==== EXCERPTED PASSAGE ====

Today, Tuesday, June 30th, the Atlanta location will be free all day thanks to the generosity of these celebs, who rallied around the founder Pinky Cole after her establishment was targeted and false online reviews claiming negative experiences were posted in response to her charitable deed a couple of days ago.

Last week, Cole decided to set up college funds alongside Clark Atlanta University for the children Rayshard Brooks, a Black Atlanta resident who was fatally shot by police at a Wendy’s on June 12th. Brooks is survived by four kids, who range in age from 1-years old to 13-years old. These college funds will cover the full cost of tuition and room and board for each of his children and are valued at $600,000 each.

Cole’s generous deed received praise online, but also quickly became a target of a negative online harassment campaign, as “Slutty Vegan’s Yelp and Google Business pages became inundated with false and negative reviews along with one-star ratings, claiming they had poor experiences at the establishment.”

====

• REQUIREMENT 1: Write out the part of the Slutty Vegan passage from "Today, Tuesday, June" up to and including "of days ago.".

==== INPUT MATERIAL ====

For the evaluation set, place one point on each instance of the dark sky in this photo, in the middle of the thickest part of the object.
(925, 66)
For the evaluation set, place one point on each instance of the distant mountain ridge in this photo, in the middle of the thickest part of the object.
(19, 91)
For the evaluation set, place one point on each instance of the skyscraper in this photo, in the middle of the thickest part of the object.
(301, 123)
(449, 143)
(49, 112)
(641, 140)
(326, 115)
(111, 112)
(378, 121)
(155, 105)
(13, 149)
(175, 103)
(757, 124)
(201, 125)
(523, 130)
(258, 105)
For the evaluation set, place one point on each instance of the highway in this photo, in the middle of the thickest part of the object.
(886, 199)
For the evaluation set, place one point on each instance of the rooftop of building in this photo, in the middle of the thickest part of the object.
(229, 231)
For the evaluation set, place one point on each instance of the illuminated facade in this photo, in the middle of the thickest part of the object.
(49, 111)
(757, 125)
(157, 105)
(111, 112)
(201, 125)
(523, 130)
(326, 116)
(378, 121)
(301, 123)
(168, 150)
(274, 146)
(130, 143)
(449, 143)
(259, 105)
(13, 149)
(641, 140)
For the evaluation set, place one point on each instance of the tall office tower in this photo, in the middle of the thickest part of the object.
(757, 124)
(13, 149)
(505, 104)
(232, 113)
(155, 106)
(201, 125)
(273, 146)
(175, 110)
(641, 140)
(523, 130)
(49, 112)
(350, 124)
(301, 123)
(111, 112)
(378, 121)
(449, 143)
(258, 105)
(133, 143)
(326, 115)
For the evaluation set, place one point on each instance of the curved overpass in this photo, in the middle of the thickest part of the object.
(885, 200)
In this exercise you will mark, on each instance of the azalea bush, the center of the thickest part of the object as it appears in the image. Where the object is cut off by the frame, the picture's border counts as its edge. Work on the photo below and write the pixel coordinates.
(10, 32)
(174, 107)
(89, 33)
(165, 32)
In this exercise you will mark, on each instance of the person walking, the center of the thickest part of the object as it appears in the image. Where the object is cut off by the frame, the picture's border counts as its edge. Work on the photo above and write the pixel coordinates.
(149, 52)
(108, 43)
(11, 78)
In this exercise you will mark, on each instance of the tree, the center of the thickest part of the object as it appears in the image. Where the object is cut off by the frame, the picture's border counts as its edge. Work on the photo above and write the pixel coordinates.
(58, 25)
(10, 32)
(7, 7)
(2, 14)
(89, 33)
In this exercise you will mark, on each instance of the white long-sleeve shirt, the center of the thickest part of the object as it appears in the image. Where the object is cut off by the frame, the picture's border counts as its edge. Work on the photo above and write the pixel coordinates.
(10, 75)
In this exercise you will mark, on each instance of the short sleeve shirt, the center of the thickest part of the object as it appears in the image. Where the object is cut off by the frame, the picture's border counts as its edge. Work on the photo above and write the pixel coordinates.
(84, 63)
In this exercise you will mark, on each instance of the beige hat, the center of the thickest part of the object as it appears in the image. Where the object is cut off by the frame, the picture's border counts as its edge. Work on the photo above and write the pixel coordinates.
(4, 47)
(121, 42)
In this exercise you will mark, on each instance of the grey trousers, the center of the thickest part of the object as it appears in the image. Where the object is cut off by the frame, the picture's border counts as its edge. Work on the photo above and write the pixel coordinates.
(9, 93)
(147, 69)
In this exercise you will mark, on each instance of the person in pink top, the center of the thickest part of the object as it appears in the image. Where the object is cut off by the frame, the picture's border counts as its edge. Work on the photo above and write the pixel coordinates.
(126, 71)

====

• REQUIREMENT 2: List every line of the entries that contains the word "middle".

• FINISHED ANSWER 1:
Today, Tuesday, June 30th, the Atlanta location will be free all day thanks to the generosity of these celebs, who rallied around the founder Pinky Cole after her establishment was targeted and false online reviews claiming negative experiences were posted in response to her charitable deed a couple of days ago.

• FINISHED ANSWER 2:
For the evaluation set, place one point on each instance of the dark sky in this photo, in the middle of the thickest part of the object.
For the evaluation set, place one point on each instance of the distant mountain ridge in this photo, in the middle of the thickest part of the object.
For the evaluation set, place one point on each instance of the skyscraper in this photo, in the middle of the thickest part of the object.
For the evaluation set, place one point on each instance of the highway in this photo, in the middle of the thickest part of the object.
For the evaluation set, place one point on each instance of the rooftop of building in this photo, in the middle of the thickest part of the object.
For the evaluation set, place one point on each instance of the illuminated facade in this photo, in the middle of the thickest part of the object.
For the evaluation set, place one point on each instance of the tall office tower in this photo, in the middle of the thickest part of the object.
For the evaluation set, place one point on each instance of the curved overpass in this photo, in the middle of the thickest part of the object.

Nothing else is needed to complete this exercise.